▶ [Data entries]

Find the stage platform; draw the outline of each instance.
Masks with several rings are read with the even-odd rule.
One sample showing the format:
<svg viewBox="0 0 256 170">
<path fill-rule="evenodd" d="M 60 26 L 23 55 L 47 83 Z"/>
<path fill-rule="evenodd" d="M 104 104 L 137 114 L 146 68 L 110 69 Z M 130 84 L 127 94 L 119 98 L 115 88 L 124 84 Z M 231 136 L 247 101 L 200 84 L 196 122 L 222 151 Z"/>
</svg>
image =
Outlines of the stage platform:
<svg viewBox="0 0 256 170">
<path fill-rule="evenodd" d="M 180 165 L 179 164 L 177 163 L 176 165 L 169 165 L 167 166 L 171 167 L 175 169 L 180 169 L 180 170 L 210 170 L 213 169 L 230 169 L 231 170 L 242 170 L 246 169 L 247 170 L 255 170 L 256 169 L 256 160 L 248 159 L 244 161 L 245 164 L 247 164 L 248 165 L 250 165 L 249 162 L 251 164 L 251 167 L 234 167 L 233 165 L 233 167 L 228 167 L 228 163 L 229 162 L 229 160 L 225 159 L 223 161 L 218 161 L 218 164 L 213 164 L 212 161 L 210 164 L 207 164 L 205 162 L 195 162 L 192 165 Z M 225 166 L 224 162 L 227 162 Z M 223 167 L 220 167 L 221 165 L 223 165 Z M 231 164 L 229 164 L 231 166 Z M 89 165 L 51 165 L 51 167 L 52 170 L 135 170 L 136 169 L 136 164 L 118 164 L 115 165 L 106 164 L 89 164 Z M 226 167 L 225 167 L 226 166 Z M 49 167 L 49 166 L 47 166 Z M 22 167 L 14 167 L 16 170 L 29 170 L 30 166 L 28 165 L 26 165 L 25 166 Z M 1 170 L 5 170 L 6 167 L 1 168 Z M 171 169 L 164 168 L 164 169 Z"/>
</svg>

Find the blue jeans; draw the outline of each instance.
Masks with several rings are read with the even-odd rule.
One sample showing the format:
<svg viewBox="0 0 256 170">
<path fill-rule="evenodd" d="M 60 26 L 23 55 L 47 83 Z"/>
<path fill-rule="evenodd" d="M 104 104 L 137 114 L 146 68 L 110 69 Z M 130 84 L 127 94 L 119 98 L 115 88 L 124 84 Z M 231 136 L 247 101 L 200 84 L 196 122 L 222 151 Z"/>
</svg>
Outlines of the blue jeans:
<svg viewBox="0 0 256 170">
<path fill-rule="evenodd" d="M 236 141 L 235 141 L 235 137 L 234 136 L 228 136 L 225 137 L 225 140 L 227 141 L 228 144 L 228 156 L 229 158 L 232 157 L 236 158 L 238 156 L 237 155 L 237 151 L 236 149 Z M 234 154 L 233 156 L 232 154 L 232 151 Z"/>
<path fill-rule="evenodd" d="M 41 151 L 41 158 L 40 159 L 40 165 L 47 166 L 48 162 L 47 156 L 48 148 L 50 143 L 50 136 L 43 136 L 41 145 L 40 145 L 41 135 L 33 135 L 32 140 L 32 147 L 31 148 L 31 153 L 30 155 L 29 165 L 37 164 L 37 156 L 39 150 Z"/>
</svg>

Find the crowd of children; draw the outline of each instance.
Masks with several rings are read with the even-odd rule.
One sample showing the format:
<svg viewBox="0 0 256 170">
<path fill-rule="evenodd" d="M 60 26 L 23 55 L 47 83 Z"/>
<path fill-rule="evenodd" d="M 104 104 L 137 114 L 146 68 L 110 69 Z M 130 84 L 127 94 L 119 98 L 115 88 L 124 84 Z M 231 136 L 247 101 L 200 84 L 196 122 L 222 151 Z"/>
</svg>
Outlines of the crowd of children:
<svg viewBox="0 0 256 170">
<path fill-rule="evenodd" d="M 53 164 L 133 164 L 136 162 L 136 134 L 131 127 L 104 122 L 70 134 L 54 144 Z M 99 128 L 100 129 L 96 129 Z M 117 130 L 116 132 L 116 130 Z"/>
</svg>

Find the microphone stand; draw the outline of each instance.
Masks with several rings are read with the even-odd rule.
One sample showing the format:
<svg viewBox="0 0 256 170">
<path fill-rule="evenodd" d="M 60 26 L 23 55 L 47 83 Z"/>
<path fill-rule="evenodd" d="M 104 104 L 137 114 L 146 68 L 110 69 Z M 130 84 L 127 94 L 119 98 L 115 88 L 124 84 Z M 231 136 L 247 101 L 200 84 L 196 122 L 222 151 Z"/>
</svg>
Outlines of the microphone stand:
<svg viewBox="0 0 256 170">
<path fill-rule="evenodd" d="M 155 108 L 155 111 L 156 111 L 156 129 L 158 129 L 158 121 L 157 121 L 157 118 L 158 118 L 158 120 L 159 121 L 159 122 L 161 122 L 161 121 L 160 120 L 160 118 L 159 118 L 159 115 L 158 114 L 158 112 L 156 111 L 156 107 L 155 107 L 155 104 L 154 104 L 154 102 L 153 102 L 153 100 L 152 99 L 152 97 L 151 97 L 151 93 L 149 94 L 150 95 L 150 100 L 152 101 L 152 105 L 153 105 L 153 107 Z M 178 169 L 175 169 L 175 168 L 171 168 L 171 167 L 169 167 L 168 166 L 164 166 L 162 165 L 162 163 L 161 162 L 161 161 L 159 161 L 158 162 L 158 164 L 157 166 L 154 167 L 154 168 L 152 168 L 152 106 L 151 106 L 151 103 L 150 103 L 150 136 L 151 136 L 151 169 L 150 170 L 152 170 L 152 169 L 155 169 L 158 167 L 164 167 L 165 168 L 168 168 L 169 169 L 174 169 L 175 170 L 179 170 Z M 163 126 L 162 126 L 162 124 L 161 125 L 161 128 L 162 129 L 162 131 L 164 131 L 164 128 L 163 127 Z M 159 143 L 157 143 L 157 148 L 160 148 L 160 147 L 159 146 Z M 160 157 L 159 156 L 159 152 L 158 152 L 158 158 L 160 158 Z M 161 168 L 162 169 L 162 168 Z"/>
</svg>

▶ [Challenge] Write down the full listing again, exactly.

▶ [Response for this exercise]
Find the stage platform; draw the outline of each instance.
Masks with several rings are read with the even-odd rule.
One sample showing the format:
<svg viewBox="0 0 256 170">
<path fill-rule="evenodd" d="M 60 26 L 23 55 L 47 83 Z"/>
<path fill-rule="evenodd" d="M 104 104 L 137 114 L 146 68 L 110 69 Z M 130 84 L 127 94 L 119 98 L 115 88 L 124 84 Z M 231 136 L 247 101 L 200 84 L 196 122 L 222 151 Z"/>
</svg>
image =
Outlines of the stage platform:
<svg viewBox="0 0 256 170">
<path fill-rule="evenodd" d="M 180 165 L 179 164 L 177 163 L 176 165 L 169 165 L 167 166 L 171 167 L 175 169 L 180 169 L 180 170 L 210 170 L 213 169 L 230 169 L 231 170 L 242 170 L 246 169 L 247 170 L 255 170 L 256 169 L 256 160 L 248 159 L 244 161 L 245 164 L 247 164 L 248 165 L 250 165 L 249 162 L 251 164 L 251 167 L 234 167 L 233 165 L 233 167 L 228 167 L 228 163 L 229 162 L 229 160 L 225 159 L 223 161 L 218 161 L 218 164 L 213 164 L 212 161 L 210 164 L 207 164 L 205 162 L 195 162 L 192 165 Z M 225 166 L 224 162 L 227 162 Z M 223 167 L 220 167 L 221 165 L 223 165 Z M 231 164 L 229 164 L 231 166 Z M 89 165 L 51 165 L 51 167 L 52 170 L 135 170 L 136 169 L 136 164 L 118 164 L 115 165 L 106 164 L 89 164 Z M 226 167 L 225 167 L 226 166 Z M 49 167 L 49 166 L 47 166 Z M 22 167 L 14 167 L 16 170 L 29 170 L 30 166 L 28 165 L 26 165 L 25 166 Z M 1 170 L 5 170 L 6 167 L 1 168 Z M 171 169 L 164 168 L 164 169 Z"/>
</svg>

Find the blue jeans; draw the outline of each instance.
Masks with several rings are read with the even-odd rule.
One sample showing the format:
<svg viewBox="0 0 256 170">
<path fill-rule="evenodd" d="M 60 26 L 23 55 L 47 83 Z"/>
<path fill-rule="evenodd" d="M 104 104 L 137 114 L 146 68 L 110 69 Z M 130 84 L 127 94 L 119 98 L 115 88 L 124 84 Z M 231 136 L 247 101 L 200 84 L 196 122 L 222 151 Z"/>
</svg>
Outlines of the blue jeans:
<svg viewBox="0 0 256 170">
<path fill-rule="evenodd" d="M 236 141 L 235 141 L 235 137 L 234 136 L 228 136 L 225 137 L 225 140 L 227 141 L 228 144 L 228 156 L 229 158 L 232 157 L 236 158 L 238 156 L 237 155 L 237 151 L 236 149 Z M 234 154 L 233 156 L 232 154 L 232 151 Z"/>
<path fill-rule="evenodd" d="M 41 151 L 41 158 L 40 159 L 40 165 L 47 166 L 48 162 L 47 156 L 48 148 L 50 143 L 50 136 L 43 136 L 41 145 L 40 145 L 41 135 L 33 135 L 32 140 L 32 147 L 31 148 L 31 153 L 30 155 L 29 165 L 37 164 L 37 156 L 39 150 Z"/>
</svg>

Find the crowd of children; draw the outline of each instance.
Masks with several rings are read with the even-odd rule.
One sample showing the format:
<svg viewBox="0 0 256 170">
<path fill-rule="evenodd" d="M 60 26 L 23 55 L 47 83 Z"/>
<path fill-rule="evenodd" d="M 104 104 L 137 114 L 146 68 L 110 69 Z M 130 84 L 127 94 L 119 98 L 115 88 L 124 84 Z M 231 136 L 247 101 L 200 84 L 196 122 L 222 151 Z"/>
</svg>
Outlines of the crowd of children:
<svg viewBox="0 0 256 170">
<path fill-rule="evenodd" d="M 53 164 L 133 164 L 136 162 L 136 134 L 131 127 L 104 122 L 70 134 L 54 144 Z M 99 128 L 100 129 L 96 129 Z M 117 130 L 116 132 L 116 130 Z"/>
</svg>

Find the microphone stand; draw the outline of each instance.
Masks with several rings are read with the even-odd rule.
One sample showing the format:
<svg viewBox="0 0 256 170">
<path fill-rule="evenodd" d="M 60 26 L 23 55 L 47 83 Z"/>
<path fill-rule="evenodd" d="M 104 104 L 137 114 L 146 68 L 110 69 Z M 130 84 L 127 94 L 119 98 L 115 88 L 124 84 Z M 231 136 L 247 101 L 200 84 L 196 122 L 222 151 Z"/>
</svg>
Outlines of the microphone stand:
<svg viewBox="0 0 256 170">
<path fill-rule="evenodd" d="M 155 108 L 155 111 L 156 111 L 156 129 L 158 129 L 158 121 L 157 121 L 157 118 L 158 118 L 158 120 L 159 121 L 159 122 L 161 122 L 161 121 L 160 120 L 160 118 L 159 118 L 159 115 L 158 114 L 158 112 L 156 111 L 156 107 L 155 107 L 155 104 L 154 104 L 154 102 L 153 102 L 153 100 L 152 99 L 152 97 L 151 97 L 151 93 L 149 94 L 150 95 L 150 100 L 152 101 L 152 105 L 153 105 L 153 107 Z M 178 169 L 175 169 L 175 168 L 171 168 L 171 167 L 169 167 L 168 166 L 164 166 L 162 165 L 162 163 L 161 162 L 161 161 L 159 161 L 158 162 L 158 164 L 157 166 L 154 167 L 154 168 L 152 168 L 152 106 L 151 106 L 151 103 L 150 103 L 150 136 L 151 136 L 151 169 L 150 170 L 152 170 L 152 169 L 155 169 L 158 167 L 164 167 L 165 168 L 168 168 L 169 169 L 174 169 L 175 170 L 179 170 Z M 163 126 L 162 126 L 162 124 L 161 125 L 161 128 L 162 129 L 162 131 L 164 131 L 164 128 L 163 127 Z M 159 143 L 157 143 L 157 148 L 160 148 L 160 147 L 159 146 Z M 160 157 L 159 156 L 159 152 L 158 152 L 158 158 L 160 158 Z M 161 168 L 162 169 L 162 168 Z"/>
</svg>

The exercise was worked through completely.